PROMPT:
Identify each line in the data below that contains the word "Provide" and copy those lines. Case counts.

DATASET CONTENT:
_ _ _
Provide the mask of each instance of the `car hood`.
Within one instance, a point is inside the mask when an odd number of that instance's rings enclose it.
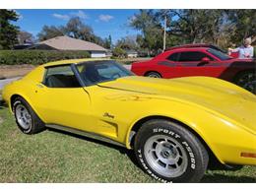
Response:
[[[186,77],[165,80],[131,76],[100,83],[98,86],[197,105],[249,127],[250,132],[256,134],[256,96],[220,79]]]

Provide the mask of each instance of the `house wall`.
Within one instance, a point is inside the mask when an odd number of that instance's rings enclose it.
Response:
[[[104,51],[91,51],[92,58],[99,58],[106,57],[106,53]]]

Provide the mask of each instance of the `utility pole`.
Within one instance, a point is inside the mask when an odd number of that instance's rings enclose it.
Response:
[[[167,17],[166,14],[164,15],[164,26],[163,26],[163,45],[162,45],[162,52],[166,48],[166,23],[167,23]]]

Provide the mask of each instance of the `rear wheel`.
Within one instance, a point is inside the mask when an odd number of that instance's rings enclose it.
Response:
[[[208,165],[208,153],[184,127],[161,119],[144,123],[135,138],[142,168],[162,182],[199,182]]]
[[[13,111],[16,123],[22,132],[35,134],[44,130],[44,123],[23,97],[18,96],[15,98]]]
[[[150,78],[161,78],[160,74],[155,71],[148,72],[145,76]]]
[[[255,71],[244,71],[239,73],[235,78],[234,83],[237,86],[240,86],[253,94],[256,94],[256,72]]]

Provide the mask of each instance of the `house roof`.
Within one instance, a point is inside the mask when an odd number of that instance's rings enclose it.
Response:
[[[105,48],[96,43],[77,38],[72,38],[69,36],[56,36],[54,38],[41,41],[39,42],[39,44],[46,44],[58,50],[106,51]]]
[[[79,64],[88,61],[110,61],[111,59],[108,58],[84,58],[84,59],[67,59],[67,60],[59,60],[59,61],[52,61],[48,63],[44,63],[43,67],[50,67],[50,66],[57,66],[63,64]]]

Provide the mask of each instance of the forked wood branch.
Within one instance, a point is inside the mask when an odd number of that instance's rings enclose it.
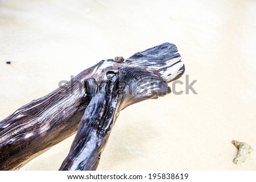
_ _ _
REPLY TO THE TASK:
Provide the mask of each instance of the `car hood`.
Provide the mask of each instance of the `house wall`.
Provide the mask of each instance of the `utility pole`.
Provide the mask of each instance of the `rear wheel`.
Provide the mask of each instance of the `house roof`.
Provide the mask of each instance of the forked wood branch.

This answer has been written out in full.